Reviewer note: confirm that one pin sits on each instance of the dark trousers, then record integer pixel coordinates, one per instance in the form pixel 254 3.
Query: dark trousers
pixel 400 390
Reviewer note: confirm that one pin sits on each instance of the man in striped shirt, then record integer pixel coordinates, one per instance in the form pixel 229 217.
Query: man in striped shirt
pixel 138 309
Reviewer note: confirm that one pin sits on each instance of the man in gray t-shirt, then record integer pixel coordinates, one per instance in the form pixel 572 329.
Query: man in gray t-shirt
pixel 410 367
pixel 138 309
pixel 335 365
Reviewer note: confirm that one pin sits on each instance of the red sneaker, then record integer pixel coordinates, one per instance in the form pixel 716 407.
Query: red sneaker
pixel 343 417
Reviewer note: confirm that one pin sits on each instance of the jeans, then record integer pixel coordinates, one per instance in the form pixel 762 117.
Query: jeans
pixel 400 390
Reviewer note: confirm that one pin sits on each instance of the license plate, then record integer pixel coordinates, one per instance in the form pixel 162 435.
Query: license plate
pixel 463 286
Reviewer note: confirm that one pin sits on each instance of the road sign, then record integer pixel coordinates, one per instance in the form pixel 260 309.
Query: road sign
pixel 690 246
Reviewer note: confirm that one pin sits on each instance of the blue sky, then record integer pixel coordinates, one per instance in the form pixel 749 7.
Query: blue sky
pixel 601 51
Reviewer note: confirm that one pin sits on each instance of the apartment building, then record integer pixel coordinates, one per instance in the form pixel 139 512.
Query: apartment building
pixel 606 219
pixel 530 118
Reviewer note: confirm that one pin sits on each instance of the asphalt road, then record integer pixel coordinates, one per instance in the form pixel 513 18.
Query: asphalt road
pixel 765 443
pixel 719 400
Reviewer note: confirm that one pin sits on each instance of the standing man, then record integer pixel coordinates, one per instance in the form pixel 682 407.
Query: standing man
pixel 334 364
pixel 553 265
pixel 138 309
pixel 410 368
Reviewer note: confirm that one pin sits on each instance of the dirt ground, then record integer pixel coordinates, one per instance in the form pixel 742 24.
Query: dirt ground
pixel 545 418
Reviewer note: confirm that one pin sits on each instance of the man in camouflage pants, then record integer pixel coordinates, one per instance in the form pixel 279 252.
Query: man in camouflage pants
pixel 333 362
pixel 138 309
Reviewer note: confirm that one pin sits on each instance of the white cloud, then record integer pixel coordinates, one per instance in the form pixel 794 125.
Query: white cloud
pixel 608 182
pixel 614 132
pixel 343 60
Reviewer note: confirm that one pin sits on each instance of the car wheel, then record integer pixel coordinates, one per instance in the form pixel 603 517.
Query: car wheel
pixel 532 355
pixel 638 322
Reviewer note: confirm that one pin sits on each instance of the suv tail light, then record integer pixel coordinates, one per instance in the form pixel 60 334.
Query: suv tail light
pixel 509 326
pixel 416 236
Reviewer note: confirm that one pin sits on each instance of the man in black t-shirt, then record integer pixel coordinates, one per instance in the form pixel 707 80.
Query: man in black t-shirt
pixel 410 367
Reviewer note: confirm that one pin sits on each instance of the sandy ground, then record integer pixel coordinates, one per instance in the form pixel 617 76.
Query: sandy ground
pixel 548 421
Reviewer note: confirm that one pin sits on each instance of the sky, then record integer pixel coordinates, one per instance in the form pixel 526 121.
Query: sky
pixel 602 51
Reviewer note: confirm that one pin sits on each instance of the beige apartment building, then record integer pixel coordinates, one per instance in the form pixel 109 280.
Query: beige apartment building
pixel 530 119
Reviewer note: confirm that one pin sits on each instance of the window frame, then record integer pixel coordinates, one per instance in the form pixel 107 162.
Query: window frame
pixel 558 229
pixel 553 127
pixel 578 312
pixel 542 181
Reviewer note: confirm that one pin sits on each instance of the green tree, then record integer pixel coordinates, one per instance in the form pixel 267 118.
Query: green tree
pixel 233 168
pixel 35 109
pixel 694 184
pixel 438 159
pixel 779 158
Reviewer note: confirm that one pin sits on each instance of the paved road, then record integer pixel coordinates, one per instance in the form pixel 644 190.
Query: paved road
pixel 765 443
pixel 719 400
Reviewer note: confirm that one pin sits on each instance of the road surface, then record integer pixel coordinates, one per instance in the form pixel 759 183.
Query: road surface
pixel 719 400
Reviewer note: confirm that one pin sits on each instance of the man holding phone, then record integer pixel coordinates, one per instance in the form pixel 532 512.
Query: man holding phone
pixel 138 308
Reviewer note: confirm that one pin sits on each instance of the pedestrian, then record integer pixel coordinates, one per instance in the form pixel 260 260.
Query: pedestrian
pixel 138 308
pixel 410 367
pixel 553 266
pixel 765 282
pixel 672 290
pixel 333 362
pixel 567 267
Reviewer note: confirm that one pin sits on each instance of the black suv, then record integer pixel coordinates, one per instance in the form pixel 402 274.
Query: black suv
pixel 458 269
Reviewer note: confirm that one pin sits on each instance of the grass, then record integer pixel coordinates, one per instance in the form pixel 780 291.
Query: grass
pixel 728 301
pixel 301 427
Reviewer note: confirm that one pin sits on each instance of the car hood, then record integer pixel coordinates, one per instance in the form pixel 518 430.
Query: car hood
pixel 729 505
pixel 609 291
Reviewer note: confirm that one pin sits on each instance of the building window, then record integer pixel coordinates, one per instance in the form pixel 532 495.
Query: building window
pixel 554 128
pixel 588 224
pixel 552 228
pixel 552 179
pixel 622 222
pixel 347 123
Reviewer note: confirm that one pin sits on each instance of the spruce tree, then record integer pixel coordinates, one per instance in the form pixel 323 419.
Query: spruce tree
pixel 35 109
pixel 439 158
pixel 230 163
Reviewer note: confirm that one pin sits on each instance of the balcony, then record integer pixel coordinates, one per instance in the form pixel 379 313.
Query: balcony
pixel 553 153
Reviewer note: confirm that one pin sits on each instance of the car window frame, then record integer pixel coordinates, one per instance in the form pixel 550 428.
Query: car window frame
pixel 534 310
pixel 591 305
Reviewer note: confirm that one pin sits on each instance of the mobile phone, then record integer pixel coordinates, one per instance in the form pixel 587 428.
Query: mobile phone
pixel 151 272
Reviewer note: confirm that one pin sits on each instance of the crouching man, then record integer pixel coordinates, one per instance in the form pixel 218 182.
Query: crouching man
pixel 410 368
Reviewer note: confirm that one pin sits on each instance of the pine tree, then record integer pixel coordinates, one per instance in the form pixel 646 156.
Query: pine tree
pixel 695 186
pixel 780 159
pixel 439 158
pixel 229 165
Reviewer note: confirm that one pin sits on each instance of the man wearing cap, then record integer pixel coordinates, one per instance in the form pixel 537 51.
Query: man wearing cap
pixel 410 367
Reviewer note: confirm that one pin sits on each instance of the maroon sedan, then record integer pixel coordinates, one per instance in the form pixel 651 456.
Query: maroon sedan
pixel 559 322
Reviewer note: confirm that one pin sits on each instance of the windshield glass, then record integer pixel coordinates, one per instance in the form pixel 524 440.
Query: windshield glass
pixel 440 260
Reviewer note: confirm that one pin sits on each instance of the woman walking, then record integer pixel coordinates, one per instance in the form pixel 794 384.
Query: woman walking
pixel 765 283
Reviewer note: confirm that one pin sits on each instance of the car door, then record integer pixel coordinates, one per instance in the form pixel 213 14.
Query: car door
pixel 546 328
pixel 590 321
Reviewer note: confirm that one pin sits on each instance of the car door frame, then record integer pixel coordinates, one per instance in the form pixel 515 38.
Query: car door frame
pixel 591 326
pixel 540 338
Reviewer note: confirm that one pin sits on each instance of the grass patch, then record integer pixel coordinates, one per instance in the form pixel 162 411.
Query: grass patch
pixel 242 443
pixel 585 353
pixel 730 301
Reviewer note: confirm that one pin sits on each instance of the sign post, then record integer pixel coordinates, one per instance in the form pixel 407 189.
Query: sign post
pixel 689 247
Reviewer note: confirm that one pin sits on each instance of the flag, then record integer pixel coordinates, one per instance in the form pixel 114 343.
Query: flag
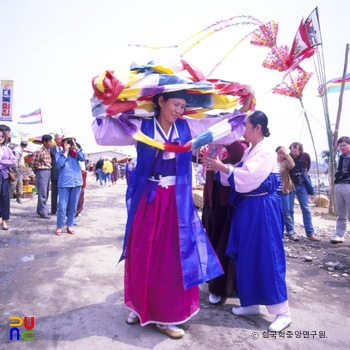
pixel 31 118
pixel 334 85
pixel 301 49
pixel 313 30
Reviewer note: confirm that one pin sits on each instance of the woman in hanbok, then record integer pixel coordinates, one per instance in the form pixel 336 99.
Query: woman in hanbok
pixel 129 168
pixel 167 253
pixel 255 241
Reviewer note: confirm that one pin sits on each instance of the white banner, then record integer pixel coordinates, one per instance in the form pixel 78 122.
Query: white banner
pixel 6 100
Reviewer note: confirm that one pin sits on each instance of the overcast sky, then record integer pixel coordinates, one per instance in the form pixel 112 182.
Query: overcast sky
pixel 52 49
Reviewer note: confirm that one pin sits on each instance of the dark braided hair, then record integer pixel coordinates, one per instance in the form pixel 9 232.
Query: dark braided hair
pixel 260 118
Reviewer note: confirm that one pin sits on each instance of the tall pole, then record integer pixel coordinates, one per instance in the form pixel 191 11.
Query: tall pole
pixel 340 105
pixel 312 139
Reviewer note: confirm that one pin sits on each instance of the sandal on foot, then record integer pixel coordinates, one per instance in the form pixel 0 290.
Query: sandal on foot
pixel 171 331
pixel 70 231
pixel 132 318
pixel 58 232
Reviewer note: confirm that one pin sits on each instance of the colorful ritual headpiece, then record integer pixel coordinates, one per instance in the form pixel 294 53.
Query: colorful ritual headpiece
pixel 133 97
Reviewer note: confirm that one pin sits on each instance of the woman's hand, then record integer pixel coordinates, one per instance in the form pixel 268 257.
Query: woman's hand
pixel 214 164
pixel 74 145
pixel 66 146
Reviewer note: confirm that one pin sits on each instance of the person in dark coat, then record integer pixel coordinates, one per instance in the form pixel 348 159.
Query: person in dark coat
pixel 54 173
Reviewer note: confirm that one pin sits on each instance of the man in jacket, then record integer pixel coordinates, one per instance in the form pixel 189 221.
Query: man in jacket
pixel 16 186
pixel 54 173
pixel 284 164
pixel 41 166
pixel 342 189
pixel 302 162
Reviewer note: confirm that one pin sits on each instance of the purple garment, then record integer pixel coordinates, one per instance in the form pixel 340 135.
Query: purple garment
pixel 128 171
pixel 7 161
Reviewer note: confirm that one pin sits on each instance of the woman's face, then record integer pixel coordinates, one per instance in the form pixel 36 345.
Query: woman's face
pixel 171 109
pixel 280 155
pixel 251 133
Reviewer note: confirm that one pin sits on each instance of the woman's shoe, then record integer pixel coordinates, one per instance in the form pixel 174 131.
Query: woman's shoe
pixel 171 331
pixel 70 230
pixel 4 225
pixel 281 322
pixel 246 310
pixel 58 232
pixel 132 318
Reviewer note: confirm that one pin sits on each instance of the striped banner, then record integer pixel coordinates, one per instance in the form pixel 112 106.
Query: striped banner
pixel 31 118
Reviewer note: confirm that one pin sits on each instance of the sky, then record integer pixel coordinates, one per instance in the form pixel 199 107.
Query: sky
pixel 53 49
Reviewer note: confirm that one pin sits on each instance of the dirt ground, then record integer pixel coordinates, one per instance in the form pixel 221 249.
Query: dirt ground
pixel 73 287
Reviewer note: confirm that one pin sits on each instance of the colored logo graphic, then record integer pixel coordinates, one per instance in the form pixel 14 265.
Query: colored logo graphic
pixel 16 322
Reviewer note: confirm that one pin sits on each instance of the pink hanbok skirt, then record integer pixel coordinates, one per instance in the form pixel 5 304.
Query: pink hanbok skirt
pixel 153 281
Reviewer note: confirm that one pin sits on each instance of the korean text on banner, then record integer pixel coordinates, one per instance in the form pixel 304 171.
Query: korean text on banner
pixel 6 100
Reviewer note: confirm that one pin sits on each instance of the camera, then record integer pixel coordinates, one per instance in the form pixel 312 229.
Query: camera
pixel 70 141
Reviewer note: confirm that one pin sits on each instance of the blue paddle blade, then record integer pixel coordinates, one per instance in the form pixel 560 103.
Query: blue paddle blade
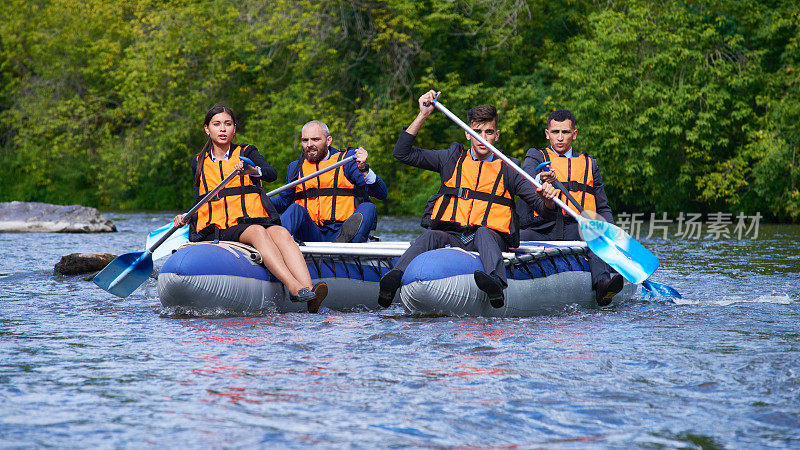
pixel 619 250
pixel 125 273
pixel 172 243
pixel 660 290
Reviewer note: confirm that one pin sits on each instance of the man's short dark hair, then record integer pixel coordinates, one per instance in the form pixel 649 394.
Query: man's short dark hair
pixel 483 114
pixel 560 116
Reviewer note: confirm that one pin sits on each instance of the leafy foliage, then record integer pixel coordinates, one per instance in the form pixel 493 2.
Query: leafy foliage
pixel 688 106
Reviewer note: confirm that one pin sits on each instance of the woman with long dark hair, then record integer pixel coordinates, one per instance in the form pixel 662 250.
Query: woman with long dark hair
pixel 241 211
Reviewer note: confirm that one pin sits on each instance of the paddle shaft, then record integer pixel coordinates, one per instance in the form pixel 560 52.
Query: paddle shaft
pixel 500 155
pixel 206 198
pixel 310 176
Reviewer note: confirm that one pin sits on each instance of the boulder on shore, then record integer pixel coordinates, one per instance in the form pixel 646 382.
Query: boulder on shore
pixel 33 217
pixel 80 263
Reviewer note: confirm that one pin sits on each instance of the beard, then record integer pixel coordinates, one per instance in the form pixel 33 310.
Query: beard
pixel 315 156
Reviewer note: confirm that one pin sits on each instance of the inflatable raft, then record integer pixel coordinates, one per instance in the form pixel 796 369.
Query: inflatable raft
pixel 543 278
pixel 228 277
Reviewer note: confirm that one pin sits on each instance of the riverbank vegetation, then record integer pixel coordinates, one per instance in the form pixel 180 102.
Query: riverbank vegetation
pixel 688 106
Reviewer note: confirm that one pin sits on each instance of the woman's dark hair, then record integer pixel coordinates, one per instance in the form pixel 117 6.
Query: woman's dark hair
pixel 206 151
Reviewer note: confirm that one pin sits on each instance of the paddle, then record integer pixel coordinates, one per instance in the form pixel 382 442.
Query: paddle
pixel 128 271
pixel 657 289
pixel 181 238
pixel 608 242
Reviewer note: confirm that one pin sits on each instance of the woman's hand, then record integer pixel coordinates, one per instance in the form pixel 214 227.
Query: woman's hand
pixel 179 220
pixel 548 176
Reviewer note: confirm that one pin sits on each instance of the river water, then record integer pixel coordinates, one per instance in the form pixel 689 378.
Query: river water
pixel 718 369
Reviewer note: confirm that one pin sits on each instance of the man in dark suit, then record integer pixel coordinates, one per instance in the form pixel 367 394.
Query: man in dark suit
pixel 580 177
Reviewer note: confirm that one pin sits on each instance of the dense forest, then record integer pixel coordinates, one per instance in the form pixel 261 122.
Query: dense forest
pixel 687 105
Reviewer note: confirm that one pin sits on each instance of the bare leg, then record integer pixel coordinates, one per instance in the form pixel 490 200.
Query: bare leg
pixel 258 237
pixel 292 256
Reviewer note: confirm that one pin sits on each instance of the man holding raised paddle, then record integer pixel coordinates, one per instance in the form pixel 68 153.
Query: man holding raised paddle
pixel 578 178
pixel 474 208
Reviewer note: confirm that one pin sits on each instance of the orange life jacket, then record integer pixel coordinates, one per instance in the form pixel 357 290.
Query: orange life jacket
pixel 576 175
pixel 239 199
pixel 329 197
pixel 475 195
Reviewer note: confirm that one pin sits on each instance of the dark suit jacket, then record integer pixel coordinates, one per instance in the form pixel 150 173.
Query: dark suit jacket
pixel 533 158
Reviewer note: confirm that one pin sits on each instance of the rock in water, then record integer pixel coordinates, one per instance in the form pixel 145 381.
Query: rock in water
pixel 80 263
pixel 31 217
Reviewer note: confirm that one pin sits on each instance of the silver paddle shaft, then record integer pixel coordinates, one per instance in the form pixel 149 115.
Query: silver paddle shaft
pixel 500 155
pixel 310 176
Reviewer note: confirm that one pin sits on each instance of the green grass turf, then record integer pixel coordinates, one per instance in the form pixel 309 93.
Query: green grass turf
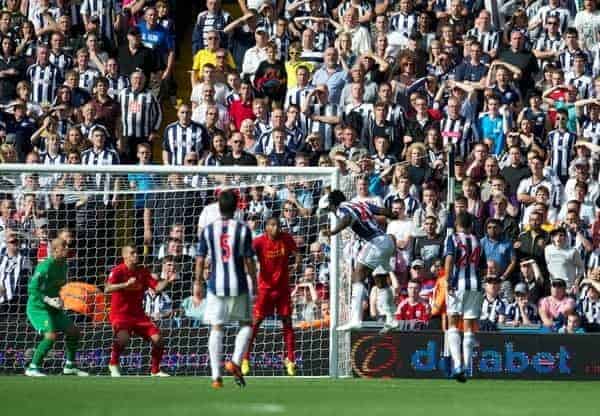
pixel 65 396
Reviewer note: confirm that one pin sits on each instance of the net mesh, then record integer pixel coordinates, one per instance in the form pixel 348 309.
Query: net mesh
┄┄┄┄┄┄┄┄┄┄
● **TASK**: Please reproduce the material from the line containing "pixel 218 182." up to and including the line containing "pixel 559 322", with every line unchanged.

● **THE RESPONSE**:
Reviewer note: confirm that one pin sits on each instance of the crouching man, then record integer pixel coordinates, one per instance in the form pixel 218 182.
Query: crouching man
pixel 410 368
Reviewer note: confirm that one pin sits on each instance of the pine tree, then record integer pixel coordinates, one per instance in the form pixel 646 156.
Query: pine tree
pixel 695 186
pixel 780 159
pixel 439 158
pixel 229 165
Reviewer note: confirm that one pin sits on each instance of the man wearing cap, then record integer pixel coordinates, one per instance in the form pixel 537 51.
Query: man wearing cap
pixel 410 367
Reviewer note: confirm that one pin sits on each instance of the maroon sedan, then record integer pixel coordinates, one per instance in the form pixel 651 456.
Query: maroon sedan
pixel 559 322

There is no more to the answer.